- **Exercise prompt**:
Copy nothing before the line containing "Tag every instance of the green support". Reproduce that line and all that follow, exactly, through the end of the records.

- **Entries supplied**:
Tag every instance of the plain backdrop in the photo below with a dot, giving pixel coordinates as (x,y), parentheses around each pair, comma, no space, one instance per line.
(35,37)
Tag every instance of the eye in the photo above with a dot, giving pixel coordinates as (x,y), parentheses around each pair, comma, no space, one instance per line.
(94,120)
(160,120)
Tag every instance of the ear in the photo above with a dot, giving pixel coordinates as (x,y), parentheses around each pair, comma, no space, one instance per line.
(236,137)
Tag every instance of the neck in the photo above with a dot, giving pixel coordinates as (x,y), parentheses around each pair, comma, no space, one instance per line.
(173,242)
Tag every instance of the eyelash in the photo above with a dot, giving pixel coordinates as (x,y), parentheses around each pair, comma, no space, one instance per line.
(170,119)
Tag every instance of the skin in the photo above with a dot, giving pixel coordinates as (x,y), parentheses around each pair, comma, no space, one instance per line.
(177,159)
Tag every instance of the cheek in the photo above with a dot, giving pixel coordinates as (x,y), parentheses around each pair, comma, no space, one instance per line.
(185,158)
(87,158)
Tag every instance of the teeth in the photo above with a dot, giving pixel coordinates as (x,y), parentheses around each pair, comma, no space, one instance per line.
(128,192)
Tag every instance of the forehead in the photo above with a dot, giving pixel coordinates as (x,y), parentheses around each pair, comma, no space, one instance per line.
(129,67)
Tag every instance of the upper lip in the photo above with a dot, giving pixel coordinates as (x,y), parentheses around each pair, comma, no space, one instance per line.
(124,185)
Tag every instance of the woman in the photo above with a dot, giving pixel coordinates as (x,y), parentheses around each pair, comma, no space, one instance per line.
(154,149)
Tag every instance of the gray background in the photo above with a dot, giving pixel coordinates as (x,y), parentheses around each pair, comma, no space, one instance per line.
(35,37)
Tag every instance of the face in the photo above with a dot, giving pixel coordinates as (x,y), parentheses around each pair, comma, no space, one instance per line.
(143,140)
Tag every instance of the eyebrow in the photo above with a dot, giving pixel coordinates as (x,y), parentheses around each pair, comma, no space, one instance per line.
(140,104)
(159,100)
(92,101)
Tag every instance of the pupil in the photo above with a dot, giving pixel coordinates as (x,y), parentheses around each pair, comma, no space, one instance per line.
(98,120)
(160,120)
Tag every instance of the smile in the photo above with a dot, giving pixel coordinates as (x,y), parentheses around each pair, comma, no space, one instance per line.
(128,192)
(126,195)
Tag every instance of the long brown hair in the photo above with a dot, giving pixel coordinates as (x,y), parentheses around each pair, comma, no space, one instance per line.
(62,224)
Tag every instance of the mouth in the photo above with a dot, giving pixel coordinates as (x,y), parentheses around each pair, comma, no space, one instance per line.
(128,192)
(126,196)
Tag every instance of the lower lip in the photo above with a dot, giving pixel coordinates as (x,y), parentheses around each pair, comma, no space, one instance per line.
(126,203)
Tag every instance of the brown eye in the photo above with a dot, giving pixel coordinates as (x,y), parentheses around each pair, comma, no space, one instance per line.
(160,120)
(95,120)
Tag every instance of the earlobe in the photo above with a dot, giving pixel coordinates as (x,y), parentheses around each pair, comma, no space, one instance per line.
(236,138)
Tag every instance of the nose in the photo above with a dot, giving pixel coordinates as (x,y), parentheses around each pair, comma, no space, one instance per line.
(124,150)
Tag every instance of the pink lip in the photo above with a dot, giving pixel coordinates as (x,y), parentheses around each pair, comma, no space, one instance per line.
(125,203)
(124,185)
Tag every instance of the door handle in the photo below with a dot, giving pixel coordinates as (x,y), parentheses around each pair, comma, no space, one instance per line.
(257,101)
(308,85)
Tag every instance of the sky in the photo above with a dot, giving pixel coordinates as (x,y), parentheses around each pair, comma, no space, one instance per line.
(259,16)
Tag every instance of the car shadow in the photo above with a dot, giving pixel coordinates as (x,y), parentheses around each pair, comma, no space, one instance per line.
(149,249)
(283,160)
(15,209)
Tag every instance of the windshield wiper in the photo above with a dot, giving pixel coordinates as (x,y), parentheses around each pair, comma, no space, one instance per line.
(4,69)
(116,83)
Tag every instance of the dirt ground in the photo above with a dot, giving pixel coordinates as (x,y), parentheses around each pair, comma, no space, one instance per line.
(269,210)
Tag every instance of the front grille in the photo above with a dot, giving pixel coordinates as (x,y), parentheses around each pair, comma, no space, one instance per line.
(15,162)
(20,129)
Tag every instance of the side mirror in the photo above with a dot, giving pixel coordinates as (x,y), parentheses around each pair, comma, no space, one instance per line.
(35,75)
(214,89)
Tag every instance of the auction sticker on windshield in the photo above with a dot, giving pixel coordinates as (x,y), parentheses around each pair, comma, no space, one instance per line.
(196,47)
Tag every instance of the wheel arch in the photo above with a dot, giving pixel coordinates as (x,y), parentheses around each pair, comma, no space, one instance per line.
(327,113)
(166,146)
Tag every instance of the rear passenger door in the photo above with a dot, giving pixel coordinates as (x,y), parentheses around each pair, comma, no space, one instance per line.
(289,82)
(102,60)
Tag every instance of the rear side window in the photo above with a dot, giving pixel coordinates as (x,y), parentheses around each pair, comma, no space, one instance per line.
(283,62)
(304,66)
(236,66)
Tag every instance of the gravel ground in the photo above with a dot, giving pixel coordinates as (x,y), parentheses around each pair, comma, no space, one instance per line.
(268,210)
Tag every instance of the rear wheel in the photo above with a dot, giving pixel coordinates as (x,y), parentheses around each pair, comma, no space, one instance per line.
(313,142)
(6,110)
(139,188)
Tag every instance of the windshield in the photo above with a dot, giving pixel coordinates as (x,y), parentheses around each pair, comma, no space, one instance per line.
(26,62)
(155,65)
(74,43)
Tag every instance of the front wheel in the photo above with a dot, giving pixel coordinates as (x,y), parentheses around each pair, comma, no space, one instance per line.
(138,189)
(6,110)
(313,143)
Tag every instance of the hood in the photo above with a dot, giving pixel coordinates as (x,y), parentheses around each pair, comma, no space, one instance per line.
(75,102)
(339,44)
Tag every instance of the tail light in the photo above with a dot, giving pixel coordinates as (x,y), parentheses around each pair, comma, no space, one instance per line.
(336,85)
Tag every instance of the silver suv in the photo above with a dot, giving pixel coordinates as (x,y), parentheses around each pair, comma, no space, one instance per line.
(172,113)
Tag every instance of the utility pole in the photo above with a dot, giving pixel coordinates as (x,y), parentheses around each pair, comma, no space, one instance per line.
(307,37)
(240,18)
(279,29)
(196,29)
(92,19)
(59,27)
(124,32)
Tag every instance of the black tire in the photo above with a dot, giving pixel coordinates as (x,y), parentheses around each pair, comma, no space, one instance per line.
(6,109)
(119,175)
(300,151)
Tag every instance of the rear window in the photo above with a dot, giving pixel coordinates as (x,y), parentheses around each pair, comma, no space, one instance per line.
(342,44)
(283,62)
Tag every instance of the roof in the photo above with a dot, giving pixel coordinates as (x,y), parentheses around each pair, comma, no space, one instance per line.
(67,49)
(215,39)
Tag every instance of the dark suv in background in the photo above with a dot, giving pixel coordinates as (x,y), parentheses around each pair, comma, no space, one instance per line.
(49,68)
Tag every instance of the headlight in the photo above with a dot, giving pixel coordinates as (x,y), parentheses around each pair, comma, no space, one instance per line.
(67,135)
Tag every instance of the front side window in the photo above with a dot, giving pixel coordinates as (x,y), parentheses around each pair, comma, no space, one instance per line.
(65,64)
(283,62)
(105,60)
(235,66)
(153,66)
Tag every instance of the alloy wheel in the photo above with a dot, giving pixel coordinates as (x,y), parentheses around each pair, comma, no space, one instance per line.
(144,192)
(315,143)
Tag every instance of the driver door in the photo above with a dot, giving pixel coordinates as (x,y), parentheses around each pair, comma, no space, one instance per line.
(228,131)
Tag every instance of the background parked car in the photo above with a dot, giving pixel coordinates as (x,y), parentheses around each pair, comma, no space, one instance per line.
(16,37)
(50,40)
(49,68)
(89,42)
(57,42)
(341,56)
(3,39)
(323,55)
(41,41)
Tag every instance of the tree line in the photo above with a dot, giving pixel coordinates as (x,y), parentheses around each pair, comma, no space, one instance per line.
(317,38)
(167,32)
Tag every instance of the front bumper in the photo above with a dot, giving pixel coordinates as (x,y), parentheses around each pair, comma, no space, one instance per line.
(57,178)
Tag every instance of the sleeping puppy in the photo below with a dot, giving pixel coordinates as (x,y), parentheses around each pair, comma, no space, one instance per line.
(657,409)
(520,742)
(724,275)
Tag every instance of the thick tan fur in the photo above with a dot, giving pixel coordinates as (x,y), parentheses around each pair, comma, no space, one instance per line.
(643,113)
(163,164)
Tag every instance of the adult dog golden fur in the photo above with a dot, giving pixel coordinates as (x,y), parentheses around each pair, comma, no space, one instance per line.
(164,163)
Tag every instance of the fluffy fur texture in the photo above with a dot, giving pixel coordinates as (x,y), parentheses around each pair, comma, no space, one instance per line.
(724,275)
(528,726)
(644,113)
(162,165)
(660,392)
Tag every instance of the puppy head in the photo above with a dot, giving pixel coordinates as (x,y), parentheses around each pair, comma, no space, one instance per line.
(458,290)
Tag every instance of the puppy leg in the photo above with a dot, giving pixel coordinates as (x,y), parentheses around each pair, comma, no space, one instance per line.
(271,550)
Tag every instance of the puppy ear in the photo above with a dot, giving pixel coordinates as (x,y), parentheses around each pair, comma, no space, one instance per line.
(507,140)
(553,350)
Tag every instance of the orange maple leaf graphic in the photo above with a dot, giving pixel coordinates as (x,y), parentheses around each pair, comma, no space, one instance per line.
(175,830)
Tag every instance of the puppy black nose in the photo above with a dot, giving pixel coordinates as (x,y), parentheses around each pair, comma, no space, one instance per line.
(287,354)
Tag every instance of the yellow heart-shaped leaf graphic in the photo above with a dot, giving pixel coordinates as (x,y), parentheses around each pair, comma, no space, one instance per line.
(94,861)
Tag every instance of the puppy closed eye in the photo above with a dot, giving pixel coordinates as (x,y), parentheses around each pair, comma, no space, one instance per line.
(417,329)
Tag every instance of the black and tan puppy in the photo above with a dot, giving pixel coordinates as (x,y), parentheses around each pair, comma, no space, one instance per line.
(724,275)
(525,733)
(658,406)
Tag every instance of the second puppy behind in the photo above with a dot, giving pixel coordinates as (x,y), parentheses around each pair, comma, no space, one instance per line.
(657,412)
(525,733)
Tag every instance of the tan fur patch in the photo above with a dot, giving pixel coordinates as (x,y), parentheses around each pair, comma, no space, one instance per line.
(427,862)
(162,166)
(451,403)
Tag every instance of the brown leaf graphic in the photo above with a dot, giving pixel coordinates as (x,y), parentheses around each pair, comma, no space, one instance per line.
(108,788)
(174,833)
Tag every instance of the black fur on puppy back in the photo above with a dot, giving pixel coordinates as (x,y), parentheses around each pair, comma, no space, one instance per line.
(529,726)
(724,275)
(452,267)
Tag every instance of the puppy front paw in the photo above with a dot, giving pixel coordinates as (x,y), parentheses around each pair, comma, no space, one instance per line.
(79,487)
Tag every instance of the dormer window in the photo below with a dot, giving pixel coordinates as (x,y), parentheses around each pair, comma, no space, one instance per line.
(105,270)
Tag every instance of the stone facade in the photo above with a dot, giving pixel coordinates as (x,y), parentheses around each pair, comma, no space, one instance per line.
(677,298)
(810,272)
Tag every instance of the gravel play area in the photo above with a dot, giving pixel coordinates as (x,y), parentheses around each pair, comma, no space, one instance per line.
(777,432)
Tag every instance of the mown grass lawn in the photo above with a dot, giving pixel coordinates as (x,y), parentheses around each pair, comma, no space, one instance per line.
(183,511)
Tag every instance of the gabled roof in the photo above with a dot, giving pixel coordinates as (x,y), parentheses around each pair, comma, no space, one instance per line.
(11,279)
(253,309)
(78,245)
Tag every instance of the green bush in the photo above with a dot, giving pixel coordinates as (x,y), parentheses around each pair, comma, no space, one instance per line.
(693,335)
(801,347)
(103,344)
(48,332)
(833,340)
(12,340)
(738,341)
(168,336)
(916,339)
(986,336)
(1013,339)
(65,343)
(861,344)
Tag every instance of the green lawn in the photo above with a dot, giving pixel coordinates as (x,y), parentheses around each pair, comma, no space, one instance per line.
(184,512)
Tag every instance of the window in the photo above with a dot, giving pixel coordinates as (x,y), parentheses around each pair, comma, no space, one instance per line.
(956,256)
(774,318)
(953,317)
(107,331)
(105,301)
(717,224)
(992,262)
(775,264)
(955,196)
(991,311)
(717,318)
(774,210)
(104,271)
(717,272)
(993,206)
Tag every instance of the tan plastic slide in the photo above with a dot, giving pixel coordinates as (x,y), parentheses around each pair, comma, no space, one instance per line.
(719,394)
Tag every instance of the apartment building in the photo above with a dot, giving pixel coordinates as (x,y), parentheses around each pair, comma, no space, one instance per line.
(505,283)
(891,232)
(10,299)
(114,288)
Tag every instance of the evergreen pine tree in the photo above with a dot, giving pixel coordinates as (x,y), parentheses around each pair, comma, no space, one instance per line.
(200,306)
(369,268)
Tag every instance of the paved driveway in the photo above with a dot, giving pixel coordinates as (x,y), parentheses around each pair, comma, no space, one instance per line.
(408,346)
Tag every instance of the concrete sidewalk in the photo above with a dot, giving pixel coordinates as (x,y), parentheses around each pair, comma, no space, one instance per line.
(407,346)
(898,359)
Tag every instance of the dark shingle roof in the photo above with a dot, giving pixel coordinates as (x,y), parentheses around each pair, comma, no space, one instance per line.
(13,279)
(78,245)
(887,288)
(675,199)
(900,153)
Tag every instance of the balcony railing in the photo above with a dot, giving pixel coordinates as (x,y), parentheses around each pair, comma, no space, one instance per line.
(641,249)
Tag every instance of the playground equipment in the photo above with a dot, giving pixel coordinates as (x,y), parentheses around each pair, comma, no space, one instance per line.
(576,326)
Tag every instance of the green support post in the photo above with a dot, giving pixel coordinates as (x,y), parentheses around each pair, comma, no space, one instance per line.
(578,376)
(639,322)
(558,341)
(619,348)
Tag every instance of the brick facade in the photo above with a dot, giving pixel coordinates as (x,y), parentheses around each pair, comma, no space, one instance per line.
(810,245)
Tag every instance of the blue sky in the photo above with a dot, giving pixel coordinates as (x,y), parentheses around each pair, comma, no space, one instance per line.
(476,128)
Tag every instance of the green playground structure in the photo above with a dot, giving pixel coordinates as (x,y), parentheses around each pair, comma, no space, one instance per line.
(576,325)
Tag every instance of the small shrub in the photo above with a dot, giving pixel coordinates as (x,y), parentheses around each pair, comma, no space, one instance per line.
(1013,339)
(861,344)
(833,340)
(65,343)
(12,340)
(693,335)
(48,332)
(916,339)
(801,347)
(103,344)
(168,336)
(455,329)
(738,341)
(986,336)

- **Solution to this task**:
Tag every instance of the green support post in the photo above with a dot, giving pixel coordinates as (x,y), parentheses around each pair, comma, no space, one instance per line.
(578,376)
(639,322)
(558,341)
(619,348)
Tag every instance of the brick facade in the photo above with a dot, giving pixel coordinates as (x,y), parentheses around each pair, comma, no space, one instance per line.
(810,245)
Tag every instance of the blue sky in the photo above with a dot, giving pixel coordinates as (x,y), parentheses around each pair, comma, no space, one instance per line.
(476,128)
Tag every instance of the green playground structure in the photo above with a dot, giving pixel coordinates as (x,y), parentheses around each pair, comma, no space, one instance per line.
(576,325)
Tag every instance of the small shrub in the photo above with a dot, giving pixel coordinates as (x,y), parentheses around each pair, comma, no space, one instance per line.
(1013,339)
(861,344)
(833,340)
(65,343)
(12,340)
(693,335)
(48,332)
(916,339)
(801,347)
(103,344)
(168,336)
(455,329)
(738,341)
(986,336)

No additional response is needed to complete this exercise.